Answer:
(a) if n is prime, then n is odd or n is 2
(b) if n is prime and n is not odd, then n is 2
(c) if n is prime and n is not 2, then n is odd
Step-by-step explanation:
a) p → q ∨ r
b) p ∧ ∼q → r
c) p ∧ ∼r → q
Lets show that (a) implies (b) and (c). (a) says that if property p is true, then either q or r is true, thus, if p is true we have:
- If the condition of (b) applies (thus q is not true), we need r to be true because either q or r were true because we are assuming (a) and p. Hence (b) is true
- If the condition of (c) applies (r is not true), since either r or q were true due to what (a) says, then q neccesarily is true, hence (c) is also true.
Now, lets prove that (b) implies (a)
- If p is true and property (b) is true, then if q is true, then either q or r are true thus (a) is correct. If q is not true, then property (b) claims that, since p is true and q not, r has to be true, therefore (a) is valid in this case as well, hence (a) is also true.
(c) implies (a) can be proven with similar argument, changing (b) for (c), q for r and r for q.
With this we prove that the 3 properties are equivalent.
For the rest of the exercise, we have
- property p: n is prime
- property q: n is odd
- property r: n is 2
Translating this, we obtain (a), (b) and (c)
(a) if n is prime, then n is odd or n is 2
(b) if n is prime and n is not odd, then n is 2
(c) if n is prime and n is not 2, then n is odd
______________________________
# [Written task 1]
In the explanation of the three equivalent statements, what does property r stand for?

[Records from a data collection]
______________________________
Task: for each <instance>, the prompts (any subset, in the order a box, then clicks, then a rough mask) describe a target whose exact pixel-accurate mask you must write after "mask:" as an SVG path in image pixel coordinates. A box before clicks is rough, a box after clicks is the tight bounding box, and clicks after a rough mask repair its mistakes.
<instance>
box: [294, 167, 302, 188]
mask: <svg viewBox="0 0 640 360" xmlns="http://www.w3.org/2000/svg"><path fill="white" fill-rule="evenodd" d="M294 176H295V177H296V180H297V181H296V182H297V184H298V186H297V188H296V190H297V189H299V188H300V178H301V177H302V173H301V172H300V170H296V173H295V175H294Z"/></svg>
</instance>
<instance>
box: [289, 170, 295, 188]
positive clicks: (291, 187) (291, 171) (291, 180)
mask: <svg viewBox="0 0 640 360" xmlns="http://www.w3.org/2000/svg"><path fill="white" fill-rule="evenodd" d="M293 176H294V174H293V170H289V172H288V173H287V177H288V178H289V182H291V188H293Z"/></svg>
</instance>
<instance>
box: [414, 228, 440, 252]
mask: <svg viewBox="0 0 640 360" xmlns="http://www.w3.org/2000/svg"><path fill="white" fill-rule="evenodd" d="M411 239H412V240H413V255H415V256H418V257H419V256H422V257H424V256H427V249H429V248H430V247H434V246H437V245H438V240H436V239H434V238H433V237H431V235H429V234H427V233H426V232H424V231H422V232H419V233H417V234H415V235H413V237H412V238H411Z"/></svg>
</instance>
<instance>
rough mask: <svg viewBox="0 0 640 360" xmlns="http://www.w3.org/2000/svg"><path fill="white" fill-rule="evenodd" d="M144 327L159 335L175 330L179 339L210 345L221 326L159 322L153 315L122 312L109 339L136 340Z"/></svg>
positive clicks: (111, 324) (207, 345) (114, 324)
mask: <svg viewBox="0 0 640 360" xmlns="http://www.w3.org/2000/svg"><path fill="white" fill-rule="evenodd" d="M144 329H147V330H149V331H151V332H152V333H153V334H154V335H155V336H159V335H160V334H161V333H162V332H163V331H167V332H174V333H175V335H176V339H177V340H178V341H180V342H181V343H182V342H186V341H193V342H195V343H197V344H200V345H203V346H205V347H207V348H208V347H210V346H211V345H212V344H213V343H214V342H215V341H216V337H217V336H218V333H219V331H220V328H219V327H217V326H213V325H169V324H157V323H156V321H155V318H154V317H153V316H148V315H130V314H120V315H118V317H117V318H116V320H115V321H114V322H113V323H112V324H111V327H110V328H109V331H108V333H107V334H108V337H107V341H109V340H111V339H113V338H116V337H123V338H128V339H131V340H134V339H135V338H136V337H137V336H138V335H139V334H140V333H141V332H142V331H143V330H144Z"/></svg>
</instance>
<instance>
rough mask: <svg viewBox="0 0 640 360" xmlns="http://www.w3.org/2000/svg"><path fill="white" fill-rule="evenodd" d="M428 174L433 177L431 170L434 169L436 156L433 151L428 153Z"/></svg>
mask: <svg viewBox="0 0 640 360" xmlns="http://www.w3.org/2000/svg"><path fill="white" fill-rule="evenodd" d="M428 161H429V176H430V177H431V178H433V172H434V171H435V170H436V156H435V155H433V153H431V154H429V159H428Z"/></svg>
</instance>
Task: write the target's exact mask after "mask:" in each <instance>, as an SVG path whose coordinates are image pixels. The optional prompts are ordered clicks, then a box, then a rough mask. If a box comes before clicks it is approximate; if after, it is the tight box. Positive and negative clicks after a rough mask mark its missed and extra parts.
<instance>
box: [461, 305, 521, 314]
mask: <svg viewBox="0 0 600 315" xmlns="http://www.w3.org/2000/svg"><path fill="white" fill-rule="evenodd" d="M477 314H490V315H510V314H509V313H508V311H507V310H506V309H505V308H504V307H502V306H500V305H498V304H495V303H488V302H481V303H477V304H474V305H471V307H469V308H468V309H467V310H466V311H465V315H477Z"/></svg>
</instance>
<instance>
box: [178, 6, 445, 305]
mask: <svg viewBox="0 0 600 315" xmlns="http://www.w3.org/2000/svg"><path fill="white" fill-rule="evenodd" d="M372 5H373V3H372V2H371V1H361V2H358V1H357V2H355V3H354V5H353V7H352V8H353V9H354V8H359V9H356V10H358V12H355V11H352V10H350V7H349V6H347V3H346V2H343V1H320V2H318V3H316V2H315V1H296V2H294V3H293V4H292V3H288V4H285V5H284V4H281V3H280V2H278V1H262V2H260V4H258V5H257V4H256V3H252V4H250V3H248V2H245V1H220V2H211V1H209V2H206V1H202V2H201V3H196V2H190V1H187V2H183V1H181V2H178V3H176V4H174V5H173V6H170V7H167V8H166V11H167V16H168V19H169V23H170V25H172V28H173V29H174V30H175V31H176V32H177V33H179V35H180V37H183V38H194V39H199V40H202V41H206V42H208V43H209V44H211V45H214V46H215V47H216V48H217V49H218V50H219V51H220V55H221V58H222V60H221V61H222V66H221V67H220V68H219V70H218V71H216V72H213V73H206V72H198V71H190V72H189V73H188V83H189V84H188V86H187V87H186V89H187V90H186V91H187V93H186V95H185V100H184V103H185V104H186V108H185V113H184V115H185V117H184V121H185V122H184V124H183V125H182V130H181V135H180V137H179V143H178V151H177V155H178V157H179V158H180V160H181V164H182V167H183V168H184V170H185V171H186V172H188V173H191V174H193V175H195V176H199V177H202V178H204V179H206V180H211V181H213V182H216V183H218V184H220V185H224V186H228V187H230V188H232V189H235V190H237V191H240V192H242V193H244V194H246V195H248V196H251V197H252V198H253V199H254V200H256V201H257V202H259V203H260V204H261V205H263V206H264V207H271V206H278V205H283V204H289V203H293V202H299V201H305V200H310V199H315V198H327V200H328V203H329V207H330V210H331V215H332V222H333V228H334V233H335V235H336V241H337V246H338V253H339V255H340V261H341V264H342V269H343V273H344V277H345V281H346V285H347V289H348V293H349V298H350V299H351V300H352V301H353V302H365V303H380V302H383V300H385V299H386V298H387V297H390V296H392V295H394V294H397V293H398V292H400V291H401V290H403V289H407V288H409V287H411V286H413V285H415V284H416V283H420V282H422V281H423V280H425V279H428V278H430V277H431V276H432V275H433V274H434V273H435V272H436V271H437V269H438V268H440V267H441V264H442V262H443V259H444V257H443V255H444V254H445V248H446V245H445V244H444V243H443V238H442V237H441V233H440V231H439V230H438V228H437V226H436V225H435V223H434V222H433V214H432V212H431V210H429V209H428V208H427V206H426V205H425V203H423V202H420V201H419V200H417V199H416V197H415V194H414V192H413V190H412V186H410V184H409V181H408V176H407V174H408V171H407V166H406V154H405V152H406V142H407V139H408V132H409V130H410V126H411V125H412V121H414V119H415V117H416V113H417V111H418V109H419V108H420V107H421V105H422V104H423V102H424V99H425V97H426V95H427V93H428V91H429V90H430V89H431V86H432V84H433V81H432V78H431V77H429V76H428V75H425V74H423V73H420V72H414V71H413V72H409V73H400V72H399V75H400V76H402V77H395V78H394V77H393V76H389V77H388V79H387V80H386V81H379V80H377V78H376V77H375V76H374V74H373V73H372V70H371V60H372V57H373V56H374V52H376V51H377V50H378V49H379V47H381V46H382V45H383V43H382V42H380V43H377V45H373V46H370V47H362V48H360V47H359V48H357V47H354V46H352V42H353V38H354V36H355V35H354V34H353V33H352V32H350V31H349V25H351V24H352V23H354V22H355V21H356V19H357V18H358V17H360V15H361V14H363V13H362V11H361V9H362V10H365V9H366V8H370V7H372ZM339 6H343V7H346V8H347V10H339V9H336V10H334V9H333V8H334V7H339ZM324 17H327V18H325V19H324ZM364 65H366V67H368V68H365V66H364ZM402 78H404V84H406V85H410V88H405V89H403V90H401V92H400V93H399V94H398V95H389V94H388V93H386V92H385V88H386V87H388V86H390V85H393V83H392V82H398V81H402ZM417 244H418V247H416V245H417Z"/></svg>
______________________________
# [Written task 2]
Collect every line of the entries above that holds the string "clicks".

# [Answer section 1]
Property r stands for "n is 2".

# [Answer section 2]
Task: for each <instance>, the prompts (any subset, in the order a box, then clicks, then a rough mask) describe a target whose exact pixel-accurate mask you must write after "mask:" as an SVG path in image pixel coordinates. A box before clicks is rough, a box after clicks is the tight bounding box, and clicks after a rough mask repair its mistakes.
positive clicks: (291, 187) (291, 171) (291, 180)
positive clicks: (111, 324) (207, 345) (114, 324)
Task: write the target's exact mask after "mask:" in each <instance>, as an SVG path whose coordinates are image pixels. The optional prompts are ordered clicks, then a box, then a rough mask. If a box comes before clicks it is approximate; if after, it is the tight box. Positive and negative clicks after a rough mask mark its missed and extra parts.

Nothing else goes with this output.